AIM OF THE EXERCISE
Can you set out every line of the material below as a numbered list, skipping any blank lines?

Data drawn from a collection
------------------------------
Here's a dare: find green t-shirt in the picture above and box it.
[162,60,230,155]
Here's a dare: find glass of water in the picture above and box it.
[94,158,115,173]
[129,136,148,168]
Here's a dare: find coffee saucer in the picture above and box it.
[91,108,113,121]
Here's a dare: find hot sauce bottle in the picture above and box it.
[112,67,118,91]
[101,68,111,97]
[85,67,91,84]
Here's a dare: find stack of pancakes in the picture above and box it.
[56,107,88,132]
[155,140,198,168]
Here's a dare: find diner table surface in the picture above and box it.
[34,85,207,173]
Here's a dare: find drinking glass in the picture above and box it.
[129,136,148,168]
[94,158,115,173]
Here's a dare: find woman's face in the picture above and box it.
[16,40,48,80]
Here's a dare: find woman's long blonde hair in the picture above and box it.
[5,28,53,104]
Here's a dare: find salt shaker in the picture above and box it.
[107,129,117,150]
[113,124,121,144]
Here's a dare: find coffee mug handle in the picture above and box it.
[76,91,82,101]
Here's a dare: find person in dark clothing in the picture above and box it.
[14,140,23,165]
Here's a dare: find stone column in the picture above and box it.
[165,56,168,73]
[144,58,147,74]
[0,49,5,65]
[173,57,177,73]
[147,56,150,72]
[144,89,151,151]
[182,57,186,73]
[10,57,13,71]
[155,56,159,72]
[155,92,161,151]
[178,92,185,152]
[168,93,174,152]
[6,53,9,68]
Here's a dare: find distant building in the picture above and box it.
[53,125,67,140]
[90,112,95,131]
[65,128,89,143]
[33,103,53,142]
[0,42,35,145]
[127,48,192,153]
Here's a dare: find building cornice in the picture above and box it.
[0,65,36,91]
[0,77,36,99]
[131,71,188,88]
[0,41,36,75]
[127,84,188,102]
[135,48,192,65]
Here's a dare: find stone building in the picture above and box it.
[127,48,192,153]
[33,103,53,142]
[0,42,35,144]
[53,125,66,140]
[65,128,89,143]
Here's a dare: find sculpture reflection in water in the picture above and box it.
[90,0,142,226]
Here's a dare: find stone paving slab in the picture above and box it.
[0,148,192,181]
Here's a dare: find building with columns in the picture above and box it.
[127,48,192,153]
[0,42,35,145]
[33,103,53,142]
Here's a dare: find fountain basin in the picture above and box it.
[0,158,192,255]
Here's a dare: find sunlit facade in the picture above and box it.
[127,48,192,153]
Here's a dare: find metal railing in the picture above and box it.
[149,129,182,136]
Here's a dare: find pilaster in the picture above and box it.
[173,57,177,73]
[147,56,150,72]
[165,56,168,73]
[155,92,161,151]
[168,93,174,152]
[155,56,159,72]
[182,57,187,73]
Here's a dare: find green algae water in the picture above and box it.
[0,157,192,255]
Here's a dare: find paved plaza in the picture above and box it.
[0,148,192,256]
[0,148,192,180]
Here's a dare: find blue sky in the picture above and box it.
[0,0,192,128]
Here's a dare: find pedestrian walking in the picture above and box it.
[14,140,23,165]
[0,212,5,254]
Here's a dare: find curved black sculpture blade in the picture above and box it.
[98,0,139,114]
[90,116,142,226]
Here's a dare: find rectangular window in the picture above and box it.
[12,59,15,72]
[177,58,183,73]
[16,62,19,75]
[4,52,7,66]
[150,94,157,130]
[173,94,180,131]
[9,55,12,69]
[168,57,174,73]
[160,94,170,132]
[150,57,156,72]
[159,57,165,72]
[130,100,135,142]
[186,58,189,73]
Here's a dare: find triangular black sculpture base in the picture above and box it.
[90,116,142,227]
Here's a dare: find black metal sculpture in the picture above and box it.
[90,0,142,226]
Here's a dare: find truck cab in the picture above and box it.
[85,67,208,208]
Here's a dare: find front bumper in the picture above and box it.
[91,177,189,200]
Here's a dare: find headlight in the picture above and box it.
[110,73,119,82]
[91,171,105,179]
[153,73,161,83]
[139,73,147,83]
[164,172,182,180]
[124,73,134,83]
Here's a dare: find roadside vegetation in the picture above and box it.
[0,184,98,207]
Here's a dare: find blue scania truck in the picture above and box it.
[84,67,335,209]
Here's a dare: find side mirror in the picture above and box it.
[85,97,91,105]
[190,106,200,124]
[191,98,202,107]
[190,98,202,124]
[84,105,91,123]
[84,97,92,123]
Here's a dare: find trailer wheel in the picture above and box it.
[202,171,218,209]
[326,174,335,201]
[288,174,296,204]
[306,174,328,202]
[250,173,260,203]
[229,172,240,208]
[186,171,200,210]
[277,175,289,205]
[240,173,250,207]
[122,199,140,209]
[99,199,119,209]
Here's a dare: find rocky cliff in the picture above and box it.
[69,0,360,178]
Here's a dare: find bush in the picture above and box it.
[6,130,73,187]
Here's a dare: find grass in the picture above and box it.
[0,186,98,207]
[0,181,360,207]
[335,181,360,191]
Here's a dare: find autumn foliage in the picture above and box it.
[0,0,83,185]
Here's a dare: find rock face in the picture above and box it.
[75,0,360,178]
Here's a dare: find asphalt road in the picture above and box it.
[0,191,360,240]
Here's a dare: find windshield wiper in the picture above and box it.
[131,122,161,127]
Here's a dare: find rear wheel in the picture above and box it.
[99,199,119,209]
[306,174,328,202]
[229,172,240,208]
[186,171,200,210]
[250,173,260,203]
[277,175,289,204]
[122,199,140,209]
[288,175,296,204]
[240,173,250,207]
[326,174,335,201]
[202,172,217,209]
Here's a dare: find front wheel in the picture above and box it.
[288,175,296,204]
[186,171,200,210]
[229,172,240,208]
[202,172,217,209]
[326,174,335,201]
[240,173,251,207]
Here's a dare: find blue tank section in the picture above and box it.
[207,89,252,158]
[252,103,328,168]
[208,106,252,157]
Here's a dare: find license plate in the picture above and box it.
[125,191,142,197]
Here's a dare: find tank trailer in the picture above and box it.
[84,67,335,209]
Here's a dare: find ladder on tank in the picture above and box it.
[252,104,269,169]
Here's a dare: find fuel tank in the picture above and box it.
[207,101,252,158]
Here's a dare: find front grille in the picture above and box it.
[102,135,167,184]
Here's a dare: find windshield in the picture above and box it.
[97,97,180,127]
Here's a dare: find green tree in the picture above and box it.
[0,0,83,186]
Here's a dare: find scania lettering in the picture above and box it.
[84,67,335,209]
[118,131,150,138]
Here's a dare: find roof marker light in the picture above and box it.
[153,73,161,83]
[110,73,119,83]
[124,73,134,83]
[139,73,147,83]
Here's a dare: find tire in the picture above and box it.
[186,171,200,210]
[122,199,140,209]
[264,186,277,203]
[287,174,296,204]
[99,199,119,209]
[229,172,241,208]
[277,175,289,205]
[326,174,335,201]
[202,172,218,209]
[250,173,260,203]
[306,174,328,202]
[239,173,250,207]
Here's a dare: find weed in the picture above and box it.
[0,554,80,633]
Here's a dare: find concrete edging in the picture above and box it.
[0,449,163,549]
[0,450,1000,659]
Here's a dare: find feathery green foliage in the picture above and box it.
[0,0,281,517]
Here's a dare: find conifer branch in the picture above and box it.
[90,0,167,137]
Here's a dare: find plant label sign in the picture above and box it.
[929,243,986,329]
------------------------------
RESULT OF THIS TASK
1. Here's a dare: find green t-shirt in the picture above and box it.
2. [162,60,230,155]
3. Here's a dare: find glass of water in the picture above and box it.
4. [94,158,115,173]
5. [129,136,148,168]
6. Here's a dare: find coffee saucer in the picture above and box it.
7. [91,108,113,121]
8. Here's a dare: find hot sauce bottle in the picture above and box it.
9. [112,67,118,91]
10. [101,68,111,97]
11. [85,67,91,84]
12. Here's a dare: find stack of pancakes in the picture above and box it.
13. [56,107,88,132]
14. [155,140,198,168]
15. Here's a dare: find diner table surface in the picture above and box it.
16. [34,85,207,173]
17. Here's a dare: find drinking glass in the picture above and box it.
18. [129,136,148,168]
19. [94,158,115,173]
20. Here's a dare: find woman's face in the picture above and box it.
21. [16,40,48,80]
22. Here's a dare: find woman's long blonde hair in the picture above and box it.
23. [5,28,53,104]
24. Here's a dare: find salt shaker in the picture above and box it.
25. [107,129,117,150]
26. [113,124,121,144]
27. Here's a dare: find coffee mug handle in the picture above and box it.
28. [76,91,82,101]
29. Here's a dare: find person in dark clothing in the picture above and box it.
30. [14,140,23,165]
31. Here's a dare: find stone column in the picture above and box it.
32. [165,56,168,73]
33. [144,58,147,74]
34. [0,49,5,65]
35. [173,57,177,73]
36. [147,56,150,72]
37. [144,89,151,151]
38. [182,57,186,73]
39. [10,57,13,71]
40. [155,56,159,72]
41. [155,92,161,151]
42. [178,92,185,152]
43. [168,93,174,152]
44. [6,53,9,68]
45. Here's a dare: find distant building in the picture above and box it.
46. [53,125,67,140]
47. [90,112,95,131]
48. [65,128,89,143]
49. [33,103,53,142]
50. [0,42,35,145]
51. [127,48,192,153]
52. Here's a dare: find building cornice in the picture above and box it.
53. [0,65,36,91]
54. [0,77,36,99]
55. [131,71,188,88]
56. [0,41,36,75]
57. [127,84,188,102]
58. [135,48,192,65]
59. Here's a dare: find stone building in the picture above and box it.
60. [127,48,192,153]
61. [33,103,53,142]
62. [0,42,35,144]
63. [53,125,66,140]
64. [65,128,89,143]
65. Here's a dare: find sculpture reflection in water in the picture above and box it.
66. [90,0,142,226]
67. Here's a dare: find stone paving slab in the picture above and box it.
68. [0,148,192,181]
69. Here's a dare: find building with columns in the picture above and box it.
70. [127,48,192,153]
71. [0,42,35,145]
72. [33,103,53,142]
73. Here's a dare: find fountain basin in the picture above and box it.
74. [0,158,192,255]
75. Here's a dare: find sunlit facade in the picture above and box it.
76. [127,48,192,153]
77. Here's a dare: find metal railing in the picture above and box it.
78. [149,129,182,136]
79. Here's a dare: find pilaster in the picture above and box it.
80. [173,57,177,73]
81. [147,56,150,72]
82. [165,56,168,73]
83. [155,92,161,151]
84. [168,93,174,152]
85. [155,56,159,72]
86. [182,57,187,73]
87. Here's a dare: find green algae water in the picture above and box it.
88. [0,157,192,255]
89. Here's a dare: find paved plaza in the picture above and box it.
90. [0,148,192,256]
91. [0,148,192,180]
92. Here's a dare: find blue sky in the picture above and box it.
93. [0,0,192,128]
94. Here's a dare: find pedestrian walking in the picture above and box it.
95. [14,140,23,165]
96. [0,212,5,254]
97. Here's a dare: find curved black sculpture blade in the picture above and box it.
98. [98,0,139,114]
99. [90,116,142,226]
100. Here's a dare: find rectangular window in the picture above and box it.
101. [12,59,15,72]
102. [177,58,183,73]
103. [16,62,19,75]
104. [4,52,7,66]
105. [150,94,157,130]
106. [173,94,180,131]
107. [9,55,12,69]
108. [168,57,174,73]
109. [160,94,170,132]
110. [150,57,156,72]
111. [159,57,165,72]
112. [130,100,135,142]
113. [186,58,189,73]
114. Here's a dare: find triangular black sculpture base in the picture above and box it.
115. [90,116,142,227]
116. Here's a dare: find black metal sculpture in the picture above and box it.
117. [90,0,142,226]
118. Here's a dare: find truck cab in the picture above and box it.
119. [85,67,208,208]
120. Here's a dare: find front bumper in the picture above and box it.
121. [91,177,189,200]
122. Here's a dare: find headlight in the picture above and box it.
123. [110,73,119,82]
124. [91,171,105,179]
125. [153,73,161,83]
126. [139,73,147,83]
127. [164,172,182,180]
128. [124,73,134,83]
129. Here's a dare: find roadside vegetation in the picture above and box it.
130. [0,184,98,207]
131. Here's a dare: find blue scania truck in the picture above and box it.
132. [84,67,335,209]
133. Here's a dare: find side mirror in the picture above and box it.
134. [85,97,91,105]
135. [190,106,200,124]
136. [191,98,202,107]
137. [190,98,202,124]
138. [84,105,91,123]
139. [84,97,92,123]
140. Here's a dare: find trailer wheel in the picture above and box it.
141. [202,171,218,209]
142. [326,174,335,201]
143. [288,174,296,204]
144. [306,174,328,202]
145. [250,173,260,203]
146. [229,172,240,208]
147. [186,171,200,210]
148. [277,175,289,205]
149. [240,173,250,207]
150. [122,199,140,209]
151. [99,199,119,209]
152. Here's a dare: find rocky cliff in the picture above and box it.
153. [69,0,360,178]
154. Here's a dare: find bush in the picture above and box it.
155. [6,130,73,187]
156. Here's a dare: find grass in the picture above and box it.
157. [0,186,98,207]
158. [0,181,360,207]
159. [335,181,360,191]
160. Here's a dare: find autumn foliage in the picture above and box it.
161. [0,0,83,185]
162. Here's a dare: find rock face in the picture above and box it.
163. [75,0,360,178]
164. Here's a dare: find asphalt road in the picture above and box it.
165. [0,191,360,240]
166. Here's a dare: find windshield wiper in the picture above and box it.
167. [131,122,161,127]
168. Here's a dare: find rear wheel in the picture above and box it.
169. [99,199,119,209]
170. [306,174,328,202]
171. [229,172,240,208]
172. [186,171,200,210]
173. [250,173,260,203]
174. [277,175,289,204]
175. [122,199,140,209]
176. [288,175,296,204]
177. [240,173,250,207]
178. [326,174,335,201]
179. [202,172,217,209]
180. Here's a dare: find front wheel in the picture above and box it.
181. [288,175,296,204]
182. [186,171,200,210]
183. [229,172,240,208]
184. [202,172,217,209]
185. [326,174,335,201]
186. [240,173,251,207]
187. Here's a dare: find blue tank section in the picture above and box it.
188. [207,89,252,158]
189. [252,103,328,168]
190. [208,106,252,157]
191. Here's a dare: find license plate in the picture above and box it.
192. [125,191,142,197]
193. Here's a dare: find tank trailer in the picture above and box it.
194. [84,67,335,209]
195. Here's a dare: find ladder on tank in the picture above and box it.
196. [252,104,269,169]
197. Here's a dare: find fuel tank in the picture above and box it.
198. [207,101,252,158]
199. Here's a dare: find front grille in the picture above and box it.
200. [102,135,167,184]
201. Here's a dare: find windshield in the picture above and box it.
202. [97,97,180,127]
203. Here's a dare: find green tree in the picture above and box it.
204. [0,0,83,186]
205. Here's a dare: find scania lettering in the picture above and box it.
206. [84,67,335,209]
207. [118,131,150,138]
208. Here's a dare: find roof marker light in the picture above and box it.
209. [153,73,161,83]
210. [110,73,119,83]
211. [124,73,134,83]
212. [139,73,147,83]
213. Here's a dare: find tire in the picture above and box it.
214. [186,171,200,210]
215. [122,199,140,209]
216. [264,186,277,203]
217. [287,174,296,204]
218. [99,199,119,209]
219. [229,172,241,208]
220. [277,175,289,205]
221. [326,174,335,201]
222. [202,172,218,209]
223. [250,173,260,203]
224. [306,174,328,202]
225. [239,173,250,207]
226. Here's a dare: find weed in the picture above and box it.
227. [0,554,80,633]
228. Here's a dare: find concrete edging in the picture above and box it.
229. [0,449,163,549]
230. [0,450,1000,659]
231. Here's a dare: find feathery green foliage in the picture above and box it.
232. [0,0,281,517]
233. Here's a dare: find conifer branch in the picture above and box it.
234. [90,0,167,137]
235. Here's a dare: find plant label sign in the picture above and box it.
236. [929,243,986,329]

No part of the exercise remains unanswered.